▶ WHAT TO PRODUCE: Count the lines in the records below that contain the string "negative", treating uppercase and lowercase as different, and reply with that number only.

▶ DATASET RECORDS:
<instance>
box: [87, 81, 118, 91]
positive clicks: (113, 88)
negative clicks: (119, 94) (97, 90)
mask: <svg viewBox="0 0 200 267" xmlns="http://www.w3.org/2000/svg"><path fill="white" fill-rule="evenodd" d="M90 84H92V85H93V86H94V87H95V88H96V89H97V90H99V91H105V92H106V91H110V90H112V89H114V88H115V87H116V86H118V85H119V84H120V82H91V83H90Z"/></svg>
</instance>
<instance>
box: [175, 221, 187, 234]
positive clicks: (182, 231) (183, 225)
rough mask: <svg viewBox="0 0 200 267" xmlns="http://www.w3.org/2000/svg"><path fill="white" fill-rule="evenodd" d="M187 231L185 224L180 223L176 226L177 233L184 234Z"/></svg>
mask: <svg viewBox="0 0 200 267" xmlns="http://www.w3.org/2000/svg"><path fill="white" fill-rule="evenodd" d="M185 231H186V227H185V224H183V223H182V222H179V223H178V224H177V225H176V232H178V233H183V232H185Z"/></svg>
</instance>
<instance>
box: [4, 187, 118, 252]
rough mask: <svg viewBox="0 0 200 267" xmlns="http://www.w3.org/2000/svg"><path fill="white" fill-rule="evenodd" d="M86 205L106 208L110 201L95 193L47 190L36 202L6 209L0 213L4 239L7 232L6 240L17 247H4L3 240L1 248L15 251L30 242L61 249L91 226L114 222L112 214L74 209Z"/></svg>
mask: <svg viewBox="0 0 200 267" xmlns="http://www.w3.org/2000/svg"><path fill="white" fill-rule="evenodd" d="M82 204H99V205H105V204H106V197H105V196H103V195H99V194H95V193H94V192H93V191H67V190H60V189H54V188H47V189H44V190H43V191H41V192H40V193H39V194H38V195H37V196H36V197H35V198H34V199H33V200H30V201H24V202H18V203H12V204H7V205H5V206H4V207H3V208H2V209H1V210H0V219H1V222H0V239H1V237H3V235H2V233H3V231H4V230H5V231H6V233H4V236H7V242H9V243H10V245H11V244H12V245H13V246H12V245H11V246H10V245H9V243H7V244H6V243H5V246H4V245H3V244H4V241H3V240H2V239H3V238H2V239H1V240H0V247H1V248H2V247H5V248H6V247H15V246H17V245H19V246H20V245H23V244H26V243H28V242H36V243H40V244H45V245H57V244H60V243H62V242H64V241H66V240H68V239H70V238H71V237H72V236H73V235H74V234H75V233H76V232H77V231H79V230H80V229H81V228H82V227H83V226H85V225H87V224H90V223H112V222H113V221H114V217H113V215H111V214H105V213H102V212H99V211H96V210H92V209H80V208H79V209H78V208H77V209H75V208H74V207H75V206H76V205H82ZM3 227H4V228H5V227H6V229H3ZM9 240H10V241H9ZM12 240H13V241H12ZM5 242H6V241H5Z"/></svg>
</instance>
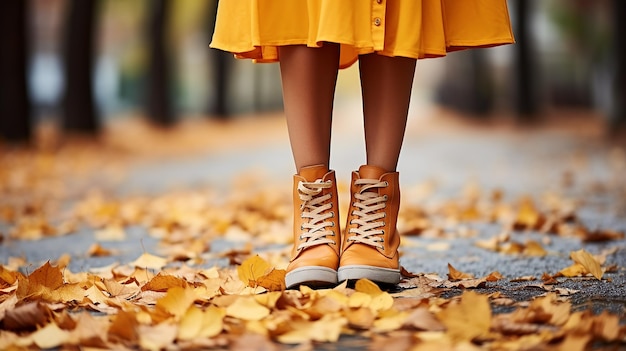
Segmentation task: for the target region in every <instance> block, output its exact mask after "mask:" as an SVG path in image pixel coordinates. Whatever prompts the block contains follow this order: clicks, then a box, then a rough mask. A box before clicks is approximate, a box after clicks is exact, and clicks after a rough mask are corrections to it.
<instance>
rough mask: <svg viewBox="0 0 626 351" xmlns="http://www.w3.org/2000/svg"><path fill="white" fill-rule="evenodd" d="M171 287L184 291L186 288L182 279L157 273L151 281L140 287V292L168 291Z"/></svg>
mask: <svg viewBox="0 0 626 351" xmlns="http://www.w3.org/2000/svg"><path fill="white" fill-rule="evenodd" d="M173 287H179V288H183V289H184V288H186V287H187V282H186V281H185V280H184V279H181V278H177V277H174V276H172V275H167V274H164V273H163V272H159V274H157V275H156V276H154V277H153V278H152V279H150V281H148V282H147V283H146V284H144V285H143V286H142V287H141V291H146V290H152V291H167V290H168V289H170V288H173Z"/></svg>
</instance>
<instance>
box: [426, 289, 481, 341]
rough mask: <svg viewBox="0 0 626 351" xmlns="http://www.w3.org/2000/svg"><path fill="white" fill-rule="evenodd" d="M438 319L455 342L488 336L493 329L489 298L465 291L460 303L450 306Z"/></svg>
mask: <svg viewBox="0 0 626 351" xmlns="http://www.w3.org/2000/svg"><path fill="white" fill-rule="evenodd" d="M437 318H439V320H440V321H441V323H443V325H445V326H446V328H447V329H448V334H449V335H450V337H452V338H453V339H455V340H459V341H461V340H472V339H474V338H476V337H479V336H482V335H486V334H488V333H489V328H490V327H491V307H490V306H489V297H487V295H479V294H476V293H475V292H473V291H465V292H464V293H463V295H462V297H461V302H460V303H458V304H451V305H448V307H446V309H444V310H442V311H441V312H439V313H438V314H437Z"/></svg>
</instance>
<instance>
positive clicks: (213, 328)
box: [178, 305, 226, 340]
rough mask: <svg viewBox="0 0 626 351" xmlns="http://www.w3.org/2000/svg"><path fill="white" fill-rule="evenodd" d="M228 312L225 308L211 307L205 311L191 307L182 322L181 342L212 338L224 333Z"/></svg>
mask: <svg viewBox="0 0 626 351" xmlns="http://www.w3.org/2000/svg"><path fill="white" fill-rule="evenodd" d="M225 315H226V312H225V311H224V309H223V308H220V307H215V306H209V307H208V308H207V309H206V310H205V311H202V310H201V309H199V308H197V307H195V306H193V305H192V306H191V307H190V308H189V309H188V310H187V312H186V313H185V315H184V316H183V317H182V319H181V320H180V325H179V328H178V339H179V340H192V339H195V338H212V337H214V336H216V335H218V334H220V333H221V332H222V329H223V328H224V323H223V319H224V316H225Z"/></svg>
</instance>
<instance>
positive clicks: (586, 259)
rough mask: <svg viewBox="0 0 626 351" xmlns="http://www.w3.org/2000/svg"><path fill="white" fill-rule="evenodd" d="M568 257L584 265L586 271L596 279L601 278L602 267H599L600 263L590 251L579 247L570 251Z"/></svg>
mask: <svg viewBox="0 0 626 351" xmlns="http://www.w3.org/2000/svg"><path fill="white" fill-rule="evenodd" d="M570 257H571V258H572V260H574V262H576V263H578V264H580V265H582V266H583V267H585V269H586V270H587V272H589V273H591V275H593V276H594V277H596V279H598V280H602V268H600V263H598V261H596V259H595V258H594V257H593V256H592V255H591V254H590V253H588V252H587V251H585V250H582V249H581V250H578V251H573V252H571V253H570Z"/></svg>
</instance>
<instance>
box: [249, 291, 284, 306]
mask: <svg viewBox="0 0 626 351" xmlns="http://www.w3.org/2000/svg"><path fill="white" fill-rule="evenodd" d="M281 296H283V294H282V292H280V291H270V292H268V293H267V294H260V295H254V299H255V300H256V301H257V302H258V303H260V304H261V305H263V306H266V307H268V308H274V307H276V302H277V301H278V299H280V297H281Z"/></svg>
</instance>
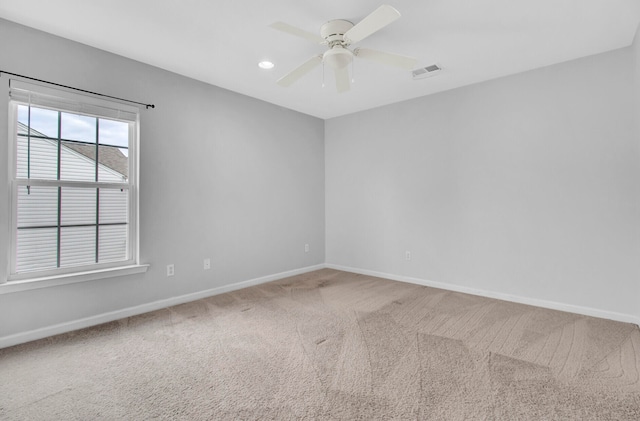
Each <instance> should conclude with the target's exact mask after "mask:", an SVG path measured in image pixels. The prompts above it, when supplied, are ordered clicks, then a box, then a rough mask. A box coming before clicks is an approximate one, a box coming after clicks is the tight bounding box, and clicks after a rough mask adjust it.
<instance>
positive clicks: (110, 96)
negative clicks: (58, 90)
mask: <svg viewBox="0 0 640 421" xmlns="http://www.w3.org/2000/svg"><path fill="white" fill-rule="evenodd" d="M3 73H5V74H7V75H11V76H18V77H21V78H25V79H29V80H35V81H36V82H42V83H48V84H49V85H55V86H60V87H62V88H68V89H73V90H76V91H80V92H85V93H88V94H92V95H98V96H103V97H105V98H111V99H117V100H118V101H125V102H130V103H132V104H138V105H144V106H145V107H146V108H147V109H149V108H156V106H155V105H153V104H145V103H143V102H138V101H132V100H130V99H124V98H118V97H117V96H111V95H105V94H100V93H98V92H92V91H87V90H86V89H80V88H74V87H73V86H67V85H61V84H60V83H54V82H49V81H46V80H42V79H36V78H34V77H29V76H25V75H19V74H17V73H11V72H5V71H4V70H0V76H2V74H3Z"/></svg>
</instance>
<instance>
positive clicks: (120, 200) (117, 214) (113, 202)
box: [100, 188, 129, 224]
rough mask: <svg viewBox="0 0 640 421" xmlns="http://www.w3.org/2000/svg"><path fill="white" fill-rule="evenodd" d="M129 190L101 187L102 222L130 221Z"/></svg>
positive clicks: (100, 199) (105, 222) (104, 222)
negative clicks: (129, 215) (129, 208)
mask: <svg viewBox="0 0 640 421" xmlns="http://www.w3.org/2000/svg"><path fill="white" fill-rule="evenodd" d="M128 213H129V191H128V190H126V189H122V190H121V189H104V188H102V189H100V223H101V224H113V223H122V222H125V223H126V222H128V221H127V215H128Z"/></svg>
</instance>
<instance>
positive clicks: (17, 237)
mask: <svg viewBox="0 0 640 421" xmlns="http://www.w3.org/2000/svg"><path fill="white" fill-rule="evenodd" d="M57 153H58V151H57V143H56V141H55V140H50V139H38V138H31V139H30V162H31V170H30V178H37V179H53V180H55V179H56V173H57V167H56V161H57V160H56V156H57ZM17 171H18V174H17V176H18V178H27V177H28V176H27V139H26V138H25V137H18V145H17ZM61 175H62V179H65V180H74V181H95V161H94V160H91V159H90V158H88V157H86V156H84V155H82V154H80V153H78V152H76V151H74V150H72V149H69V148H67V147H65V146H64V145H63V146H62V149H61ZM98 180H99V181H102V182H115V183H119V182H124V181H125V177H124V176H123V175H122V174H120V173H118V172H116V171H114V170H112V169H111V168H108V167H106V166H105V165H103V164H98ZM57 196H58V189H57V187H43V186H33V187H31V188H30V191H29V192H27V189H26V188H20V189H19V190H18V204H19V208H20V212H19V214H18V218H17V219H18V220H17V222H18V226H19V227H25V226H42V225H45V226H46V225H56V224H57V218H58V213H57V212H58V211H57ZM62 203H63V208H62V209H63V212H62V214H61V222H62V224H63V225H65V224H92V223H95V219H96V208H95V204H96V190H95V189H93V188H91V189H81V188H63V189H62ZM127 207H128V191H127V190H126V189H124V190H121V189H104V188H101V189H100V215H101V217H100V222H101V223H106V222H128V221H127V213H128V212H127ZM107 215H108V216H107ZM60 242H61V246H60V253H61V254H60V263H61V266H69V265H81V264H91V263H95V242H96V237H95V227H68V228H63V229H62V231H61V238H60ZM56 249H57V229H56V228H45V229H38V230H18V234H17V250H16V254H17V262H19V263H18V265H17V268H16V269H17V271H24V270H39V269H46V268H55V267H56V262H57V257H56ZM98 252H99V260H100V262H109V261H117V260H125V259H126V256H127V225H118V226H102V227H100V228H99V251H98Z"/></svg>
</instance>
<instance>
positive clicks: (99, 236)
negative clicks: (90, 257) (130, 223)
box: [98, 225, 128, 263]
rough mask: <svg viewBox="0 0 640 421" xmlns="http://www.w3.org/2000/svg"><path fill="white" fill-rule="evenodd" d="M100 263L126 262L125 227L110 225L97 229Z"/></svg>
mask: <svg viewBox="0 0 640 421" xmlns="http://www.w3.org/2000/svg"><path fill="white" fill-rule="evenodd" d="M98 230H99V231H98V232H99V236H98V244H99V253H98V256H99V258H98V260H99V262H100V263H104V262H113V261H118V260H127V248H128V247H127V246H128V245H127V230H128V226H127V225H110V226H102V227H99V229H98Z"/></svg>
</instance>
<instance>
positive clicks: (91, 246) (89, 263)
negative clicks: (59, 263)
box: [60, 227, 96, 267]
mask: <svg viewBox="0 0 640 421" xmlns="http://www.w3.org/2000/svg"><path fill="white" fill-rule="evenodd" d="M95 262H96V228H95V227H62V228H61V229H60V267H65V266H76V265H82V264H91V263H95Z"/></svg>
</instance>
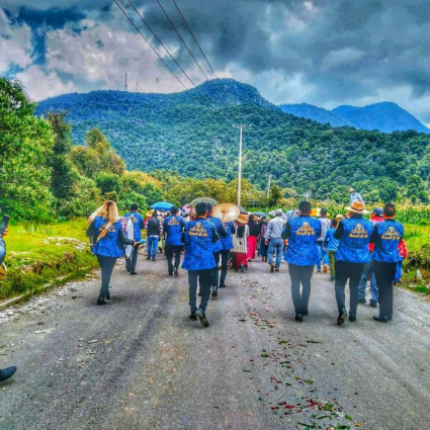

▶ TASK RESPONSE: 5